Rewrite the rows from the line with "point: the dog's eye in this photo" through the end of the rows, both included, keeping each "point:" line unchanged and shifting every x and y coordinate up by 19. Leave the picture markers out of your answer.

Entries from a point annotation set:
__________

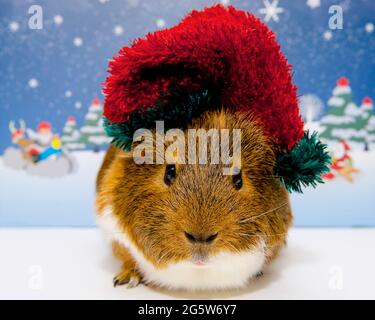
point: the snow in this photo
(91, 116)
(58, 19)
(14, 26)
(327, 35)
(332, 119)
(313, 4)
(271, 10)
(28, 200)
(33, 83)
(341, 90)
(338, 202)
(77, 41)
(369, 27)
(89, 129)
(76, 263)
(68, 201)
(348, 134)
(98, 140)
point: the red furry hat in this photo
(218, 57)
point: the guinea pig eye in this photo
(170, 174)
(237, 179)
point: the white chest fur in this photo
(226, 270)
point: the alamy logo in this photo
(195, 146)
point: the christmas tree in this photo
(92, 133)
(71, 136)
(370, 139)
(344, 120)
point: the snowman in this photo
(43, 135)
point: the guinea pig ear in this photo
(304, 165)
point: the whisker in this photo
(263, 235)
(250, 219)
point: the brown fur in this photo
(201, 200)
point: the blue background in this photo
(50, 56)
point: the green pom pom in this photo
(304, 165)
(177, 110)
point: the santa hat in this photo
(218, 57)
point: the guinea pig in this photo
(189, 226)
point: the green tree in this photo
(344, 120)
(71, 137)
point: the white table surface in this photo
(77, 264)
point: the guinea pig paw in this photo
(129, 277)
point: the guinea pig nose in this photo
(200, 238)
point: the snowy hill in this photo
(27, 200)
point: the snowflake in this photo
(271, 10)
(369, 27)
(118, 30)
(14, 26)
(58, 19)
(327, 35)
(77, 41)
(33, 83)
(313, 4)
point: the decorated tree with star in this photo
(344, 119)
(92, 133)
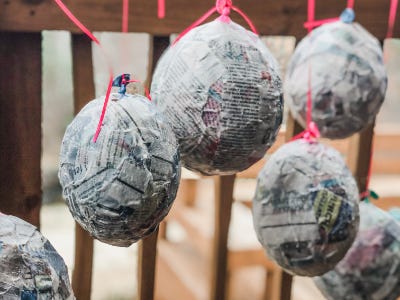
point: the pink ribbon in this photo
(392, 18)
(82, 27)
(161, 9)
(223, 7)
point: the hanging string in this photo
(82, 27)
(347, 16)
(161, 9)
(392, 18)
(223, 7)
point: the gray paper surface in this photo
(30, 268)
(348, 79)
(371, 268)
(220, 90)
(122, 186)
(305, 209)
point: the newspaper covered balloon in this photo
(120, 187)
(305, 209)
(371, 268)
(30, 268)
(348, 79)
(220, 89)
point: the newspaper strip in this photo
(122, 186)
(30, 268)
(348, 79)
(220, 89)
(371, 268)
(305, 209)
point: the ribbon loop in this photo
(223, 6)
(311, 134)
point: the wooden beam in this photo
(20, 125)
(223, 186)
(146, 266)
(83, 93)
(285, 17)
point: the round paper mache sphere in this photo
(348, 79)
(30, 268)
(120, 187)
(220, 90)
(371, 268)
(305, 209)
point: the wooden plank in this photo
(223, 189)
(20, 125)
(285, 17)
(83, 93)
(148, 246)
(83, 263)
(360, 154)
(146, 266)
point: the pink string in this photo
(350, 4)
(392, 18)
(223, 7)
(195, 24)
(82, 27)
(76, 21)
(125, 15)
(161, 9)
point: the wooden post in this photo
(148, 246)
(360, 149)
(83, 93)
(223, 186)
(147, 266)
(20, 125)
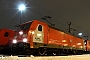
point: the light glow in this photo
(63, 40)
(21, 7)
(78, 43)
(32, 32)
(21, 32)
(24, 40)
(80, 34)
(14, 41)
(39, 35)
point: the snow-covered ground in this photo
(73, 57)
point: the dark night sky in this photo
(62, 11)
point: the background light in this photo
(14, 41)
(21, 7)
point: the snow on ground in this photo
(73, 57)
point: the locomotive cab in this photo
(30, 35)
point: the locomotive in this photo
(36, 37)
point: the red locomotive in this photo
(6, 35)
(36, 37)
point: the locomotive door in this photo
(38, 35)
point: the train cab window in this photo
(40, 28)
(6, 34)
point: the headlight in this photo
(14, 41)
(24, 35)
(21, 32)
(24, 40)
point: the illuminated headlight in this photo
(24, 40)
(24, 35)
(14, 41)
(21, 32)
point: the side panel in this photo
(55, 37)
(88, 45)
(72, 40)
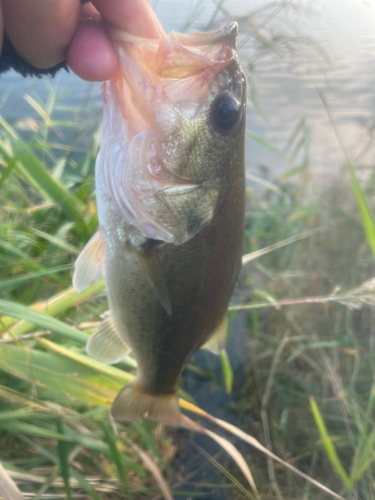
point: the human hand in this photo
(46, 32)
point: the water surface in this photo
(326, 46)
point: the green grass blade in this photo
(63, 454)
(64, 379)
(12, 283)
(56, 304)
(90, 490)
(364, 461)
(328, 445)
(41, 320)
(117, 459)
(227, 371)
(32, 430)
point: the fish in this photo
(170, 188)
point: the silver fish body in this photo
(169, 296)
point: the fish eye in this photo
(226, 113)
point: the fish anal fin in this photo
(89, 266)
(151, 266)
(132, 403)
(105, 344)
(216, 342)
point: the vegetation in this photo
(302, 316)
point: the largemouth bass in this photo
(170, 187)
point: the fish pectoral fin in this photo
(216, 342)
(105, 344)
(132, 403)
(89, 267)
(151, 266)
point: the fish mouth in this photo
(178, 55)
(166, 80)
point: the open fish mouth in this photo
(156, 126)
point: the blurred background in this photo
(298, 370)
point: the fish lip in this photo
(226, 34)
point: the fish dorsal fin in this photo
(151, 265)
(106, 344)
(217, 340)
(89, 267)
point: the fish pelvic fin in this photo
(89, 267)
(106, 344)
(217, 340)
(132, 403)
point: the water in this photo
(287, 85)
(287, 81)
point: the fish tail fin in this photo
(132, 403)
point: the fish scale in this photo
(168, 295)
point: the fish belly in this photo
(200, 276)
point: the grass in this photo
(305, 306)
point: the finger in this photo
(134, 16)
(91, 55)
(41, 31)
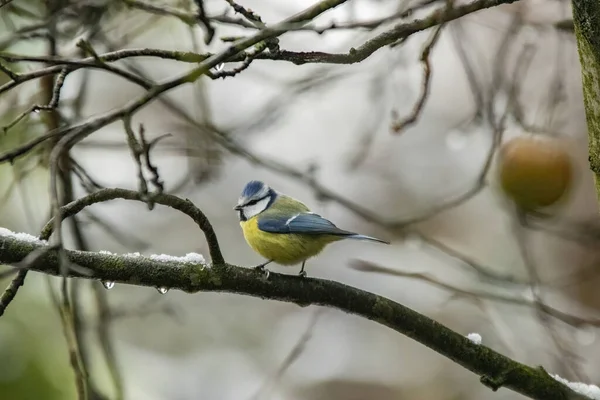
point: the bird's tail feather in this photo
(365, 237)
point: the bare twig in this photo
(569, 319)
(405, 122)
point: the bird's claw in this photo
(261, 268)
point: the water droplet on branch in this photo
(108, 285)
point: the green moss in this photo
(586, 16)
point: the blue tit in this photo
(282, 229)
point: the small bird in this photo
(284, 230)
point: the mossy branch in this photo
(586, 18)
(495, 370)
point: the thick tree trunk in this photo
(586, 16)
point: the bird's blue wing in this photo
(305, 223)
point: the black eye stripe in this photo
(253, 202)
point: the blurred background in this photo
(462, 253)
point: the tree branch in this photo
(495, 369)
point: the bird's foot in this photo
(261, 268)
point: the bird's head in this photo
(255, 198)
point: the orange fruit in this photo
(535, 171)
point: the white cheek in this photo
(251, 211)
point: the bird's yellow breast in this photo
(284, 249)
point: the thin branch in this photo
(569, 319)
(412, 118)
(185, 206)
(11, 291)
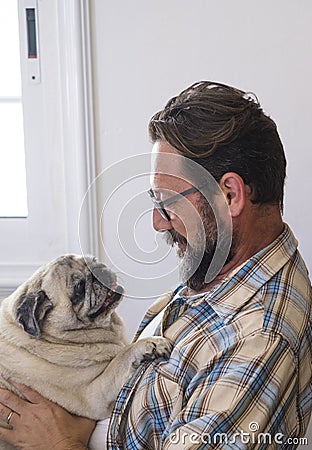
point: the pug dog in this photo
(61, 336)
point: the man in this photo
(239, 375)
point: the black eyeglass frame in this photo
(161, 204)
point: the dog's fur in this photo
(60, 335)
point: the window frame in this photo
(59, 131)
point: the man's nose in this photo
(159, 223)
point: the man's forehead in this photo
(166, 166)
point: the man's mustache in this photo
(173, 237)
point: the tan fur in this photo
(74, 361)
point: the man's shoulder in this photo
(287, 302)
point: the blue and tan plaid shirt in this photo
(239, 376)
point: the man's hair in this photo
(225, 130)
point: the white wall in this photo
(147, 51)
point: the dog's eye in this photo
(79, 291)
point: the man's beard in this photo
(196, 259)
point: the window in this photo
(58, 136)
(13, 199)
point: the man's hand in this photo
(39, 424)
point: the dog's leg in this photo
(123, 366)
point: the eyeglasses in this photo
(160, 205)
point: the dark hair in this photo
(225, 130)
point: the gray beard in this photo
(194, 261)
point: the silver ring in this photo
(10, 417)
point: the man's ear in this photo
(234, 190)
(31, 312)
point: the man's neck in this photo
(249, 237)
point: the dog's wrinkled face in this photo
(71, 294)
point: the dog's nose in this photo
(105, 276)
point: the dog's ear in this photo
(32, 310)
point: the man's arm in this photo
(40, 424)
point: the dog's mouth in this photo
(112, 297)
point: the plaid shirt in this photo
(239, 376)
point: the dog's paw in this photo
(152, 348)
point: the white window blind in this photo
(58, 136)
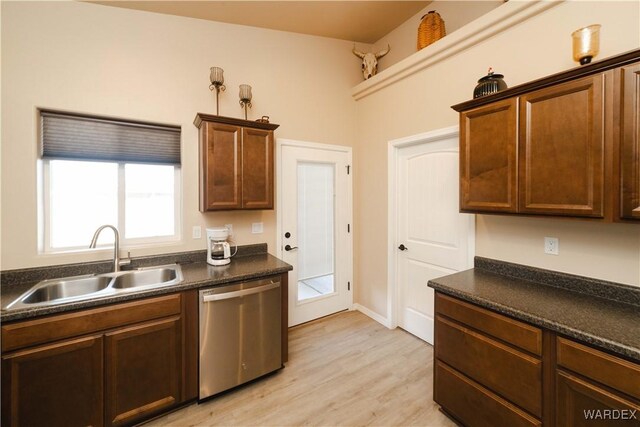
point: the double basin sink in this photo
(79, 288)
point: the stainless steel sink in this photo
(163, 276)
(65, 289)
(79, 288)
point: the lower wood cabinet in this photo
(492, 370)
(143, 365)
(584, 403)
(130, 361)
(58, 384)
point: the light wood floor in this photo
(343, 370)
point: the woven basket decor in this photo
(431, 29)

__________

### SOLUTION BELOW
point: the dog's eye in this photo
(98, 310)
point: the man's beard in this photo
(215, 278)
point: the window in this photo
(77, 155)
(32, 218)
point: the man's hand in this photo
(58, 443)
point: the dog's leg in this photo
(142, 385)
point: the eyeglasses in this photo
(179, 224)
point: the dark hair in this photo
(244, 149)
point: the gray beard in this photo
(213, 280)
point: the silver ring in this photo
(29, 436)
point: the man's ear in this photo
(253, 209)
(50, 331)
point: the man's neck in this photo
(268, 256)
point: the dog's wrinkled face in this photo
(90, 313)
point: the dog's nose in this photo
(124, 295)
point: the dog's ear in this photo
(51, 329)
point: the man's arm in this photo
(59, 443)
point: the dog's mouth in this photo
(131, 316)
point: the plaid shirt in this photo
(258, 395)
point: the dog's paw in this photo
(171, 367)
point: the white window blind in this photo
(77, 155)
point: the double basin sink in this photo
(98, 307)
point: the stainless steel sink in this photo
(182, 295)
(84, 308)
(98, 307)
point: the lower wood cabinet in this photo
(511, 389)
(162, 384)
(603, 422)
(149, 380)
(77, 403)
point: the light wood floor in this photo
(362, 389)
point: the woven basket decor in this photo
(450, 48)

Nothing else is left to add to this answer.